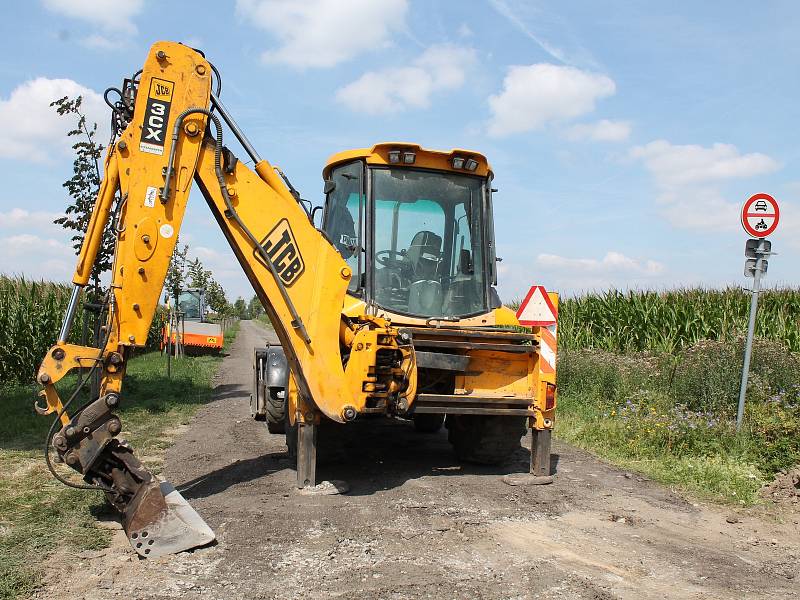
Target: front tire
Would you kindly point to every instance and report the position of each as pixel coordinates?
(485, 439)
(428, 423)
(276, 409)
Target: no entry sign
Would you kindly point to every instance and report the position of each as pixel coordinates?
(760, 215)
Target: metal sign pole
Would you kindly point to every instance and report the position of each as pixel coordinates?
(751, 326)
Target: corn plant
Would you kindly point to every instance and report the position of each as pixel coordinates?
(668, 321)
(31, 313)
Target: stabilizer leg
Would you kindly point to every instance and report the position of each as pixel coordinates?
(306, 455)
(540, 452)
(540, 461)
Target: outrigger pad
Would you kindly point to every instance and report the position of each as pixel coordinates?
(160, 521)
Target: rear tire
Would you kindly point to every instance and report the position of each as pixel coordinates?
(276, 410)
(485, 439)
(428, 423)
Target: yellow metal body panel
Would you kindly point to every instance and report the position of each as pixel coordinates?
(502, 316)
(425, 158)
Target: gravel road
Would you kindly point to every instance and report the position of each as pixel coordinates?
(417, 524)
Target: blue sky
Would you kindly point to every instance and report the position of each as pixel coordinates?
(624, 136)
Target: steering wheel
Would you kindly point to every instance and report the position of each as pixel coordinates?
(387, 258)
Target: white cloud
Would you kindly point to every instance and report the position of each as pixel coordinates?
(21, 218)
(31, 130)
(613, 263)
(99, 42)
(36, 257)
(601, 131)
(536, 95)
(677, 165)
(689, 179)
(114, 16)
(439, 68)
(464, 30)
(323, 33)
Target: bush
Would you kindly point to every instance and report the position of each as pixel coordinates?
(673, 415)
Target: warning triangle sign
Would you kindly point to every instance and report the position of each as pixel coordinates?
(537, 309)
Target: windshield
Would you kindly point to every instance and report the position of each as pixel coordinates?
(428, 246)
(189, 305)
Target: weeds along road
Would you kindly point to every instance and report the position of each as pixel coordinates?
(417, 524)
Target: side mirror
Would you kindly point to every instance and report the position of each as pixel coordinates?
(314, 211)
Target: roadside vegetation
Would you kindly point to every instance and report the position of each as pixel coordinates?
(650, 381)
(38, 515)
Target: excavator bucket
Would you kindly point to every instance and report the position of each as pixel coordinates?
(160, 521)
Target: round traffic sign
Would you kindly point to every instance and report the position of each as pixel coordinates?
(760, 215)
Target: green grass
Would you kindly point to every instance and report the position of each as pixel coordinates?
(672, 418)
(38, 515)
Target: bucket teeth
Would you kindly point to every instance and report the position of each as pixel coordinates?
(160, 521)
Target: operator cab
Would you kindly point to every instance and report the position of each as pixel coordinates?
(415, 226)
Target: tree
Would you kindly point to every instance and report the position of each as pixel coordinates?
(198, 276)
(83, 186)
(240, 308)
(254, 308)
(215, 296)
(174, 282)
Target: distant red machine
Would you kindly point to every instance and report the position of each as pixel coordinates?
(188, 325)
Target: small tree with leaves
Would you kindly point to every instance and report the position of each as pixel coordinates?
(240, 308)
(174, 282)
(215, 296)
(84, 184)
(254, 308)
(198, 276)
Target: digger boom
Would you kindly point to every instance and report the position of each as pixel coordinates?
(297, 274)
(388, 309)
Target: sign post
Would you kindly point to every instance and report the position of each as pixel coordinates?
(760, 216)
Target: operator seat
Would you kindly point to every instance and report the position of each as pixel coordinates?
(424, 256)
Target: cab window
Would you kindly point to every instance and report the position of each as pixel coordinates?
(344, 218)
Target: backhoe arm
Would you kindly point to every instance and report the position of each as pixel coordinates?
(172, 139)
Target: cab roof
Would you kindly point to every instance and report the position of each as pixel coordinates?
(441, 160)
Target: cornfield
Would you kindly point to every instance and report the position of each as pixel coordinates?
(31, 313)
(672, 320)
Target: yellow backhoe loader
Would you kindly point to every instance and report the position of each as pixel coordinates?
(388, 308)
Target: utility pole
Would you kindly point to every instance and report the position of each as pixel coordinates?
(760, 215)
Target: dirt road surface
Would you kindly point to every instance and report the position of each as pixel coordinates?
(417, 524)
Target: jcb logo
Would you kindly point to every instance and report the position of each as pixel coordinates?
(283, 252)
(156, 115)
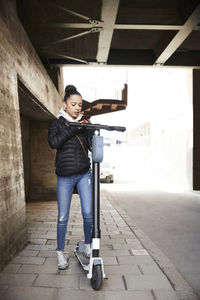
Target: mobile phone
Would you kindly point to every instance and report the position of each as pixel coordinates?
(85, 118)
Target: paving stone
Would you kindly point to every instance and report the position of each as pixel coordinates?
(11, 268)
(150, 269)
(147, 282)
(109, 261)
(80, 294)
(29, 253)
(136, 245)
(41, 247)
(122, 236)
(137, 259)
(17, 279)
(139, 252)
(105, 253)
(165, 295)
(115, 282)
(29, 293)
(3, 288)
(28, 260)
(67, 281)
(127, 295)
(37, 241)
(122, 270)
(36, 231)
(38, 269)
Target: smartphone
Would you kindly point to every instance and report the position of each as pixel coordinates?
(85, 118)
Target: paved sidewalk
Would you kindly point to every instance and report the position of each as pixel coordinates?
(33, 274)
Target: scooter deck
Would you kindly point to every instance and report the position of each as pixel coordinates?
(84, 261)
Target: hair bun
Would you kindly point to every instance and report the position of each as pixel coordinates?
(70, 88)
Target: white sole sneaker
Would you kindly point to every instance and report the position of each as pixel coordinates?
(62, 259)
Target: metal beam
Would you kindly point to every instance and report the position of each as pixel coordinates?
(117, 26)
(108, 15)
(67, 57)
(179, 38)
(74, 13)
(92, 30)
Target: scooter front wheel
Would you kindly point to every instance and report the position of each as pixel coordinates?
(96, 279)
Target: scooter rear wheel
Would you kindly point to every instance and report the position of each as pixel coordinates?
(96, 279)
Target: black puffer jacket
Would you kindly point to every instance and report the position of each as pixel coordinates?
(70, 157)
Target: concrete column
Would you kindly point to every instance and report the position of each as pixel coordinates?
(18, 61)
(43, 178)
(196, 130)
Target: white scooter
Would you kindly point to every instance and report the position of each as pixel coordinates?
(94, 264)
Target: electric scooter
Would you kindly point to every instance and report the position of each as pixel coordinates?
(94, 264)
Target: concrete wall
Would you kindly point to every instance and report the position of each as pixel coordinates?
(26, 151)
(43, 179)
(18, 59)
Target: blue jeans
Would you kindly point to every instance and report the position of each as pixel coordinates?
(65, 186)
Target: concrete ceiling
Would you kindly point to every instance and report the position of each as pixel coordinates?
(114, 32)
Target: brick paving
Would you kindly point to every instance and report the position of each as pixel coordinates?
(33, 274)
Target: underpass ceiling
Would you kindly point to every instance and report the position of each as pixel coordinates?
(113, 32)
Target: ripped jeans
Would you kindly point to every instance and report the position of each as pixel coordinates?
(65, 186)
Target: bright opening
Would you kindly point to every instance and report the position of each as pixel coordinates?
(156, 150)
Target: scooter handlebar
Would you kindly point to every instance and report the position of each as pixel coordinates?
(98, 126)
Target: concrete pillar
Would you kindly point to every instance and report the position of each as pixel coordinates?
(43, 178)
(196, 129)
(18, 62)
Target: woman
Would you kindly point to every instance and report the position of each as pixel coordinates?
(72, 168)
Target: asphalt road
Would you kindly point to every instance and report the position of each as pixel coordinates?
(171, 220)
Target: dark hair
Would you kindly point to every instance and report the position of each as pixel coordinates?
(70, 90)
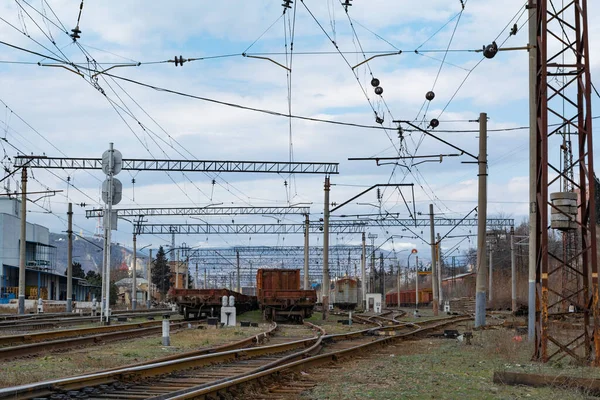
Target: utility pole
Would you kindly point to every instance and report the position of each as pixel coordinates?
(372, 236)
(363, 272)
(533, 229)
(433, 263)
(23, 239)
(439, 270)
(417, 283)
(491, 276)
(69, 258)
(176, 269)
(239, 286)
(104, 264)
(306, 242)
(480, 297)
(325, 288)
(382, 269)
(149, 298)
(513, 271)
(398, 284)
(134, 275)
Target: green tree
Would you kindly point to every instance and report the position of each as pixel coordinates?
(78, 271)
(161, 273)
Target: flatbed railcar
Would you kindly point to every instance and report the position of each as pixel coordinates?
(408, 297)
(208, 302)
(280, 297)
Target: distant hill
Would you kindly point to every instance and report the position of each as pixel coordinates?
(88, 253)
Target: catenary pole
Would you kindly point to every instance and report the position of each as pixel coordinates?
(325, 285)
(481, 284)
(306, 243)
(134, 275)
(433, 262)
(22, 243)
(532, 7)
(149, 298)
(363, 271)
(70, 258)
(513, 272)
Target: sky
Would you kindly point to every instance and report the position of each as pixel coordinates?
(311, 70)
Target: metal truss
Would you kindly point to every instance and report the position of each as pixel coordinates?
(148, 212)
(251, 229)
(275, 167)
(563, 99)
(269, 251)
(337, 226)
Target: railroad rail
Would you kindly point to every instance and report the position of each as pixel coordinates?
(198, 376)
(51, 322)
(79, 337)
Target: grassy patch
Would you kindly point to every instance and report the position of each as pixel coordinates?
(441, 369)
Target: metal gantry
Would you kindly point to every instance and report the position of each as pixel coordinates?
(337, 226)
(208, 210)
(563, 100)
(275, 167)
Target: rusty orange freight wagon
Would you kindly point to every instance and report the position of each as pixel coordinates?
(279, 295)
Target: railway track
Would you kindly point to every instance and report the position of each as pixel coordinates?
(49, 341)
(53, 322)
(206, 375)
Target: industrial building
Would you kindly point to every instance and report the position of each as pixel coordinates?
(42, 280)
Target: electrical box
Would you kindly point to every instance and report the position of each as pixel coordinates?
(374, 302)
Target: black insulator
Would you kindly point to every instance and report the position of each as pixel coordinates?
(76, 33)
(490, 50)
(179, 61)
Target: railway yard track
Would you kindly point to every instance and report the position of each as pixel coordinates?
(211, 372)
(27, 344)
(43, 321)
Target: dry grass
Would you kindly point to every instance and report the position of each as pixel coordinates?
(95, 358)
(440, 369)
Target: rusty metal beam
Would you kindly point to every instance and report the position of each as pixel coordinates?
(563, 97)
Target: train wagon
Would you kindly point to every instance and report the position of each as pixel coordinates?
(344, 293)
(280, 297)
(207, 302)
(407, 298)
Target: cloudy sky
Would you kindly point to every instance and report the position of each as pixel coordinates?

========================================

» **WHAT YOU WILL DO**: The lines in the entries above that carry the word "rear" must be copied.

» **WRITTEN ANSWER**:
Target: rear tire
Target: scooter rear wheel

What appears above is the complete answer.